3.1.Masa Pasca Kemerdekaan (1945-1950)
Keadaan
ekonomi keuangan pada masa awal kemerdekaan amat buruk, antara lain disebabkan
oleh :
3.1.1.
Inflasi
yang sangat tinggi
Disebabkan
karena beredarnya lebih dari satu mata uang secara tidak terkendali. Pada saat
itu diperkirakan mata uang Jepang yang beredar di masyarakat sebesar 4 miliar.
Dari jumlah tersebut, yang beredar di Jawa saja, diperkirakan sebesar 1,6
miliar. Jumlah itu kemudian bertambah ketika pasukan Sekutu berhasil menduduki
beberapa kota besar di Indonesia dan menguasai bank-bank.

== == ==

Dalam kutipan tentang ekonomi awal kemerdekaan, berapa perkiraan jumlah mata uang Jepang yang beredar di Jawa saja?

CATATAN DATA >>
== == ==

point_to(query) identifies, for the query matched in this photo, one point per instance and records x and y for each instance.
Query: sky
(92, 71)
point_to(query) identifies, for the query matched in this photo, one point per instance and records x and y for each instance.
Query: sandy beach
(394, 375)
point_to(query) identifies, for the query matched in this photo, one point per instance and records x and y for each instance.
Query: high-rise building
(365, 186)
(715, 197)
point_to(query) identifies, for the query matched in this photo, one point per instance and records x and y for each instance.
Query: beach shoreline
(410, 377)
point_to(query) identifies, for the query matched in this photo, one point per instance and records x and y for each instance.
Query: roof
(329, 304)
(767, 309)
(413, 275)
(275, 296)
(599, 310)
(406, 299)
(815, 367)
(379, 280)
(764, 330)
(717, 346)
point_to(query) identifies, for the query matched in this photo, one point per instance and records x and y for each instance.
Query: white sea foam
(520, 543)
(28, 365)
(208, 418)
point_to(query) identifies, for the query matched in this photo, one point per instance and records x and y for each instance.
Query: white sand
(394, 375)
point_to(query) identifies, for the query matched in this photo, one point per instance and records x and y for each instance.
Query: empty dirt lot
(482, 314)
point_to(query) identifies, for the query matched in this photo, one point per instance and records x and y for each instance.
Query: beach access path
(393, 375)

== == ==

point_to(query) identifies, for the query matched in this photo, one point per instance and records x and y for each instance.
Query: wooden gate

== == ==

JAWABAN LATIHAN >> Diperkirakan sebesar 1,6 miliar.